- _Parts of the exercise_:
• A. In the passage on the artscanada "black issue," what did Frantz Fanon see as the hellish ontological circle that plagued the existence of the colonized?
• B. Continue the passage on the artscanada "black issue," picking up right after its last sentence.

- _Page text_:
If Artforum’s 1967 summer issue marked a crux between Modernist painting and postmodernist Minimalism, the artscanada “black issue” pointed to a crossing of a different sort. The failed encounter between Reinhardt’s Modernism and Taylor’s radical Black aesthetics underlined the structural whiteness that defined the art industry of 1960s North America, in both its Modernist and postmodernist guises. As the Black Power movement was at that moment very clearly laying out, such whiteness worked more covertly than other forms of racism, often involving a seeming embrace of both civil rights and Black voices. Yet, as was the case with Taylor, such voices were usually pressured to perform their specific “blackness,” leaving unremarked the condition of whiteness that was assumed to underpin all representation and existence. This, for Frantz Fanon, was the hellish ontological circle that plagued the existence of the colonized: to be forever the “other” to a universal white subject.

- _Information provided_:

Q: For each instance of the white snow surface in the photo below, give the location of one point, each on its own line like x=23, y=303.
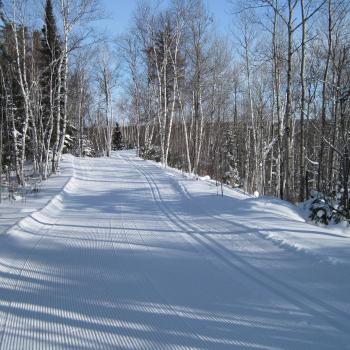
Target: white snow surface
x=128, y=255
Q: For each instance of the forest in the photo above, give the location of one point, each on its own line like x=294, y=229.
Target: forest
x=263, y=107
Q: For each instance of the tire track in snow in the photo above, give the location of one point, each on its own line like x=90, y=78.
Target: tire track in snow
x=304, y=302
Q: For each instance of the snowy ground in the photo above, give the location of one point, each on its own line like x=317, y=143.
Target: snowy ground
x=131, y=256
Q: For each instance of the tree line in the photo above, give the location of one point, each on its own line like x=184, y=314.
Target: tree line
x=264, y=106
x=55, y=85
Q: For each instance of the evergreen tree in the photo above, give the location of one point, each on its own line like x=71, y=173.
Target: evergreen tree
x=50, y=53
x=231, y=175
x=117, y=138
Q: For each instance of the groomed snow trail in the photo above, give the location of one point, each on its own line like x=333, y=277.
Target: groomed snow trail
x=127, y=257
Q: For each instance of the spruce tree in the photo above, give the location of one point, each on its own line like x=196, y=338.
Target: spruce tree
x=231, y=174
x=49, y=59
x=117, y=138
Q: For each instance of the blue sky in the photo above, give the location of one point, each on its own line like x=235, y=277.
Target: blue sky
x=120, y=12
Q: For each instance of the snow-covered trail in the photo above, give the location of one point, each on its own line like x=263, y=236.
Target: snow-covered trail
x=131, y=256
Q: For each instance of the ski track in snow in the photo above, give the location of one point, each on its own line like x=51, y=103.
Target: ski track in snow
x=130, y=256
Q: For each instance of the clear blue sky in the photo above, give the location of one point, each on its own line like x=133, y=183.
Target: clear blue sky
x=120, y=13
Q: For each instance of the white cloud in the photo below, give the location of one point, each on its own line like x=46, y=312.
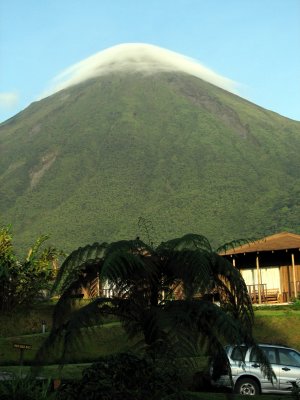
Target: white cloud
x=134, y=57
x=8, y=100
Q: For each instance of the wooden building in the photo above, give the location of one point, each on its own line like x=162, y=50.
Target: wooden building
x=270, y=267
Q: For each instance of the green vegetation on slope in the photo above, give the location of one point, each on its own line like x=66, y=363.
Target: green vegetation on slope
x=84, y=164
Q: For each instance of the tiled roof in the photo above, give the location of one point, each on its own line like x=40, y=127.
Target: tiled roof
x=279, y=241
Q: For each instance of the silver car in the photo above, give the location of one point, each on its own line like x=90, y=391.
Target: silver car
x=247, y=377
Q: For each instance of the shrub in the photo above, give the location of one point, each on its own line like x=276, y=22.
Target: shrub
x=123, y=377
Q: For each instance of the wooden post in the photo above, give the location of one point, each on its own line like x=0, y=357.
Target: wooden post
x=294, y=276
x=258, y=280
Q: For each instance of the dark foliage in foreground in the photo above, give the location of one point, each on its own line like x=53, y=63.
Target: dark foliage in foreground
x=124, y=377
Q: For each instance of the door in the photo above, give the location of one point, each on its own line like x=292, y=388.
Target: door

- _Per-task answers_:
• A. To be forever the "other" to a universal white subject.

• B.
Tambellini’s Black Zero was overwhelming: a bombardment of sensory stimulation, multiplying meanings and explicit evocations of racial conflict. Its environment resulted in an overload of meaning and perceptual stimuli that dissolved any stable sense of self.
While Reinhardt remained oblivious to such racial politics, Anne Brodzky, for whom the “black issue” marked her first as the journal’s new editor, was very conscious of them. In comments omitted from the conversation’s published form, Brodzky mourned the roundtable’s failure to fully confront the question of race. Having recently relocated to Toronto from the US, Brodzky expressed a pointed anxiety about racial segregation and the US’s “growing tendency toward Fascism.” “I feel,” Brodzky explained, “that it is only among such men who are able to express the dignity of what it means to be black and what it means to be white [and in] the amplification of their differences that these forces will be joined.”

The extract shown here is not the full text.